── 引用文 ──

核家族化や、少子高齢化が進み、お墓が遠方にある、後継ぎがいない、などといった理由からお墓の管理に悩んでいる方が増えています。

そのため、墓じまいを検討しているが墓じまいをしたあとの遺骨の供養方法がわからないという方も多いのではないでしょうか。

この記事では、墓じまいの手順に沿って、遺骨の供養方法や取り出す際の注意点など重要なポイントをくわしく解説していきます。

「墓じまい」とは?

そもそも墓じまいとは何か、くわしくはわからないという方もいるかもしれません。「墓じまい」とはお墓から遺骨を取り出したあとに、墓石を解体・撤去して更地にし、墓地の管理者へ使用権を返還することです。墓じまいをしたあとは、遺骨を適切な方法で供養する、または新しい納骨先に納める必要があります。そのため、今あるお墓を解体して遺骨を取り出したあと、別のかたちで新しく供養をするところまでを墓じまいと考えることが一般的です。

───
── データ ──

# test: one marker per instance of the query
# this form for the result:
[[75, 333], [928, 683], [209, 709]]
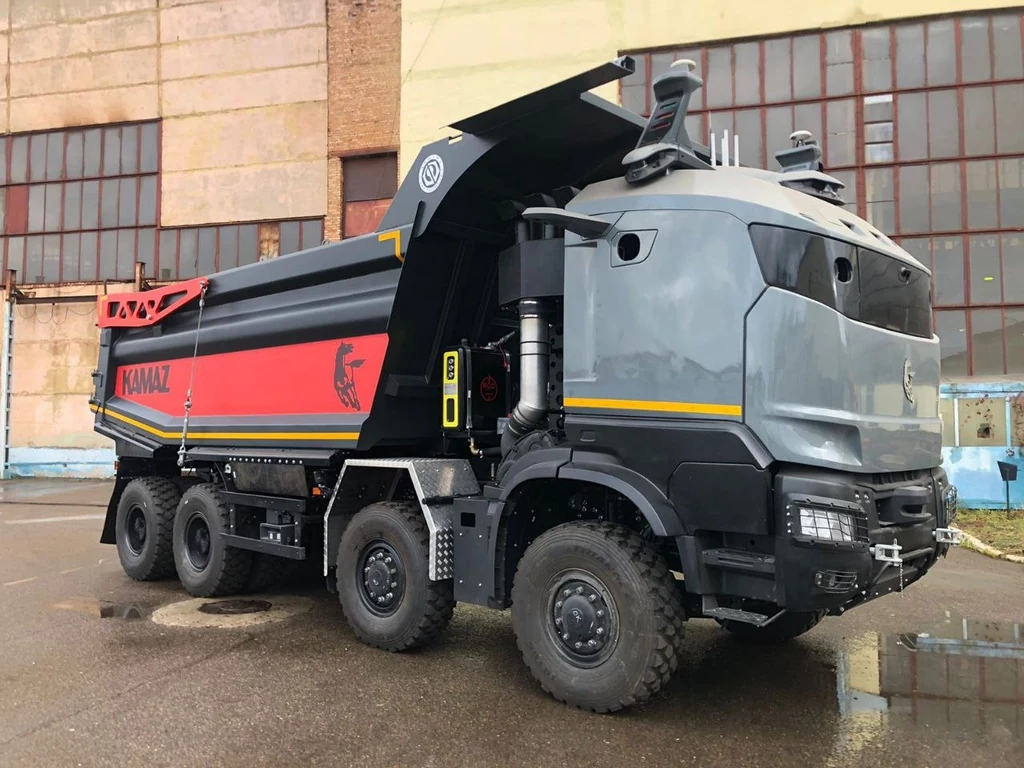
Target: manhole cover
[[233, 607]]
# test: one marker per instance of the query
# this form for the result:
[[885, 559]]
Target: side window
[[632, 247]]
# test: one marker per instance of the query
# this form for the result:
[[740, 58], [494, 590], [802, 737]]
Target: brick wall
[[364, 86]]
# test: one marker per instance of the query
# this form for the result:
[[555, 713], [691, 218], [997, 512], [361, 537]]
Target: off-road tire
[[646, 600], [158, 499], [783, 629], [227, 568], [425, 607]]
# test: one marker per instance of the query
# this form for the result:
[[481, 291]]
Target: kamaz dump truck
[[582, 371]]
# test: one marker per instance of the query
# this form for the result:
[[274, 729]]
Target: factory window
[[79, 204], [195, 251], [369, 183], [922, 122]]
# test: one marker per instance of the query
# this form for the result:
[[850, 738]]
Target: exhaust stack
[[535, 354]]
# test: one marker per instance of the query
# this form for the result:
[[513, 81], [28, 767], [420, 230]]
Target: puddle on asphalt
[[965, 679], [107, 609]]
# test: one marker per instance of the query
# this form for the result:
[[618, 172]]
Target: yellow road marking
[[699, 409], [227, 435]]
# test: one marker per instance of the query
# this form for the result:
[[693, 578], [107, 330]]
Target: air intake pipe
[[535, 354]]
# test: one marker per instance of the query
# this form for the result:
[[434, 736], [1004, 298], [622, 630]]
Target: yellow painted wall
[[54, 353], [462, 56], [241, 85]]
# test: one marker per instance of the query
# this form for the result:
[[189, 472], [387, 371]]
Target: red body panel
[[338, 376]]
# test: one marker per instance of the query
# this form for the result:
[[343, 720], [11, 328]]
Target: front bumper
[[900, 528]]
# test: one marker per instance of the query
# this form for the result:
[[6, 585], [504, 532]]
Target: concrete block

───

> _課題 1_
墓じまいに関する文章のうち、「そのため、墓じまいを検討して」から「いと考えることが一般的です。」までの部分を、一字一句違えずに書き写してください。
> _課題 2_
墓じまいに関する文章で「墓じまい」を定義している一文に挙げられている行為を、述べられている順にすべて列挙してください。

> _解答 1_
そのため、墓じまいを検討しているが墓じまいをしたあとの遺骨の供養方法がわからないという方も多いのではないでしょうか。

この記事では、墓じまいの手順に沿って、遺骨の供養方法や取り出す際の注意点など重要なポイントをくわしく解説していきます。

「墓じまい」とは?

そもそも墓じまいとは何か、くわしくはわからないという方もいるかもしれません。「墓じまい」とはお墓から遺骨を取り出したあとに、墓石を解体・撤去して更地にし、墓地の管理者へ使用権を返還することです。墓じまいをしたあとは、遺骨を適切な方法で供養する、または新しい納骨先に納める必要があります。そのため、今あるお墓を解体して遺骨を取り出したあと、別のかたちで新しく供養をするところまでを墓じまいと考えることが一般的です。

> _解答 2_
1. お墓から遺骨を取り出す
2. 墓石を解体・撤去する
3. 更地にする
4. 墓地の管理者へ使用権を返還する